## Written problem
Answer these questions from the text on packet handling:
1. Where should the descriptor go once a packet has been sent onto the network?
2. What function is ruled out in the parts of the code that pass packet descriptors between the applications and the network device?
3. What eventually returns packet descriptors to the free packet descriptor store after packets are passed to the fake application layer?

## Text extract
Once a packet has been sent onto the network, your code should pass the descriptor back to the
free packet descriptor store.
The NetworkDevice will also pass packets from the network to your code. This will entail you
having a PacketDescriptor ready and waiting and a thread blocked ready to handle the pseudointerrupt saying a packet has arrived. You will need to set-up a new empty packet descriptor to
await the next packet and block as soon as possible waiting for it. This means that any processing
of a recently arrived packet must be minimal, handing it over to another (buffered?) part of your
code for dispatch by a different thread.
Packets will need to be passed to the fake application layer when they are requested, and
eventually the packet descriptors will be returned to the free packet descriptor store by the fake
applications.
Because this code is supposed to live inside the OS, you are required to use bounded sized data
structures within the parts of your code that handle the passing of packet descriptors between the
applications and the network device – i.e. you cannot use malloc(). It’s possible that application
threads will block, either because they are awaiting incoming packets, because the buffers for
outgoing packets are full (as those data structures are supposed to be bounded), or because there
are no free packet descriptors available.

(Dataset excerpt)
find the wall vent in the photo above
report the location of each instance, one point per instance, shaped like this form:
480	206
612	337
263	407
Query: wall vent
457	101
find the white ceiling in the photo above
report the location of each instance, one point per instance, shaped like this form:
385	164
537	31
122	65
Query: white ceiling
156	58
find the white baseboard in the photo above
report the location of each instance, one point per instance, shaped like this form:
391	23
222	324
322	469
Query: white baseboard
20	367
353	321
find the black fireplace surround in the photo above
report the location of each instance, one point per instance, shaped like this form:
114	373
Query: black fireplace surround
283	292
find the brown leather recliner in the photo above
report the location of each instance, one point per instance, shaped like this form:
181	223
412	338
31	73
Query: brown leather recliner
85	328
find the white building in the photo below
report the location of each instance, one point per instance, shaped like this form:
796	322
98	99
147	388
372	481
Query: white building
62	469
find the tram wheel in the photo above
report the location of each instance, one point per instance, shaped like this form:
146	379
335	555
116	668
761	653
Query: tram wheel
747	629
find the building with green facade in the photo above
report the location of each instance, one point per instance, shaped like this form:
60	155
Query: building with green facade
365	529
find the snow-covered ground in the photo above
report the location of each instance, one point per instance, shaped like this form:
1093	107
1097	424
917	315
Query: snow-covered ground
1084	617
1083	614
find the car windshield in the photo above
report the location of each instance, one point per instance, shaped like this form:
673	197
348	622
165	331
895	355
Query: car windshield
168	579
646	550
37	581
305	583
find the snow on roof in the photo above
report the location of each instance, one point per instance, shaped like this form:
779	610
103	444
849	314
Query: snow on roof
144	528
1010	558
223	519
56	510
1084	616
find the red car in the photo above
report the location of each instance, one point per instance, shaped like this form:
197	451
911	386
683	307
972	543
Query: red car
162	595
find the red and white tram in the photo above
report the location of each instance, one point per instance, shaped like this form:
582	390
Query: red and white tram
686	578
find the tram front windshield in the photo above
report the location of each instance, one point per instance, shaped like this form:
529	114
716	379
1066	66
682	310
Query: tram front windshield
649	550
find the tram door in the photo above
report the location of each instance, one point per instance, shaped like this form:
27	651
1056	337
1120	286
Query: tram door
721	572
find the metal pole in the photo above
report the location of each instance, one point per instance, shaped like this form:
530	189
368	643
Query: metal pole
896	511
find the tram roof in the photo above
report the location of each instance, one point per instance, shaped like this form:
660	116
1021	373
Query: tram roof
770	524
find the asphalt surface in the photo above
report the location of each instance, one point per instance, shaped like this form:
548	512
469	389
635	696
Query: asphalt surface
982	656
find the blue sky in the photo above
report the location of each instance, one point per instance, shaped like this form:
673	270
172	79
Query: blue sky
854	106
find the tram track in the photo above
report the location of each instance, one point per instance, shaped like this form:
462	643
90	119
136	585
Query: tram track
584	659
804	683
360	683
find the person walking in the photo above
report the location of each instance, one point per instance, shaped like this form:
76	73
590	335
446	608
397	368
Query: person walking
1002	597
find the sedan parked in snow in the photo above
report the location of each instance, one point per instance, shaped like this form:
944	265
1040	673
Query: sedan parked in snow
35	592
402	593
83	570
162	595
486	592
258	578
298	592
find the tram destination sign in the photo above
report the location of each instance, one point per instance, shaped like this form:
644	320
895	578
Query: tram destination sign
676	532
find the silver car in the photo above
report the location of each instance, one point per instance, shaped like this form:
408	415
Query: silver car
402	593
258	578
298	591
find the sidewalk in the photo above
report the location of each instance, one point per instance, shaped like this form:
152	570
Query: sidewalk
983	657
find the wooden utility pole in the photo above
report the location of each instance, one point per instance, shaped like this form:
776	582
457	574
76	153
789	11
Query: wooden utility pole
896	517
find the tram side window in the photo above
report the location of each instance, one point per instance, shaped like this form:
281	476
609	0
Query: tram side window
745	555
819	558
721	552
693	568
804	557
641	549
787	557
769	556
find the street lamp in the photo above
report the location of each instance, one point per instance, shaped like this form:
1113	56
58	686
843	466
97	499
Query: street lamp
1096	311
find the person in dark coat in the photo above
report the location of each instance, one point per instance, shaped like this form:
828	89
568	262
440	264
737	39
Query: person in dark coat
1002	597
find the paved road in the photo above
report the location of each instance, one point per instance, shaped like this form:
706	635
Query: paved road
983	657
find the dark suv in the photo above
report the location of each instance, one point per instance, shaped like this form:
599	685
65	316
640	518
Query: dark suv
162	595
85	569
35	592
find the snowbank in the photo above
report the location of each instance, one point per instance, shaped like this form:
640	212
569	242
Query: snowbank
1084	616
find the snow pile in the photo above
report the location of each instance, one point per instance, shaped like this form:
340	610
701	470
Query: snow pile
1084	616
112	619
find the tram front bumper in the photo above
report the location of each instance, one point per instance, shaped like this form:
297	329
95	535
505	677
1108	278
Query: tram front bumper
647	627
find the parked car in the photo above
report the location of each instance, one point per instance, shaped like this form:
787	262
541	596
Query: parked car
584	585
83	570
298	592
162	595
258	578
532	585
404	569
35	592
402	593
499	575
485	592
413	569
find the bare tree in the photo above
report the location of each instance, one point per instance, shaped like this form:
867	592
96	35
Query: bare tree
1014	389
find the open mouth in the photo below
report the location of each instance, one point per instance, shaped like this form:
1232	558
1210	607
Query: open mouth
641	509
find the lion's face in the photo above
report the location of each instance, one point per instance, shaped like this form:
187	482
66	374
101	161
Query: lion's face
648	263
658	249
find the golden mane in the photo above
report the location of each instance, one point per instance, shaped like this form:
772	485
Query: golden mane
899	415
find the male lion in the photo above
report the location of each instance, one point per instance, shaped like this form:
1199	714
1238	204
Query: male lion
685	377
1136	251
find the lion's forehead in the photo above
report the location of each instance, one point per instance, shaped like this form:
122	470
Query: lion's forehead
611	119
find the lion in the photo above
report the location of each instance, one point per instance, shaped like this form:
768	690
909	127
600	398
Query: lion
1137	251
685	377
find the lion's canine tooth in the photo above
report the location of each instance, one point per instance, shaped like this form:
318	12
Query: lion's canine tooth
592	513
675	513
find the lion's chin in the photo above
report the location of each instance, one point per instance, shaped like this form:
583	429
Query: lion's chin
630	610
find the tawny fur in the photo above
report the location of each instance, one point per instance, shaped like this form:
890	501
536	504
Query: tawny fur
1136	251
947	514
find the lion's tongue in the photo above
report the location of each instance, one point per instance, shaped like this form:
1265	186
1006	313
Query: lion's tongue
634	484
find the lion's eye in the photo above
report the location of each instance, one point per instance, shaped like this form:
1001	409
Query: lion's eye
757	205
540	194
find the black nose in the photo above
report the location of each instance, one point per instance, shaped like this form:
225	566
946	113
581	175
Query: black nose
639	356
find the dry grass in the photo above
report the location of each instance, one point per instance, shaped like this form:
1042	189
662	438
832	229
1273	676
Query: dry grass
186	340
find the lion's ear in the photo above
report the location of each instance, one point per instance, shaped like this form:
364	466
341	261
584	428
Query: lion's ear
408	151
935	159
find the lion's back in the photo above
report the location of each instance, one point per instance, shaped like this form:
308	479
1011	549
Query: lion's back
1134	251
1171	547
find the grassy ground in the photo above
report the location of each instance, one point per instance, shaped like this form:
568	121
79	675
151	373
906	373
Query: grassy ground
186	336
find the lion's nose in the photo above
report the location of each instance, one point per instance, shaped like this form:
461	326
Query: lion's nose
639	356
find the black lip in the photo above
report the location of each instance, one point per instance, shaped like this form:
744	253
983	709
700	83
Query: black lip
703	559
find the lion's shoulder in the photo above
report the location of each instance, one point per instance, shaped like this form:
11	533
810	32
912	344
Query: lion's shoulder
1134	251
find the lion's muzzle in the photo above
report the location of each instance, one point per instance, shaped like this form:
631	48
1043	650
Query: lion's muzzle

## Exercise response
1. Back to the free packet descriptor store.
2. malloc().
3. The fake applications.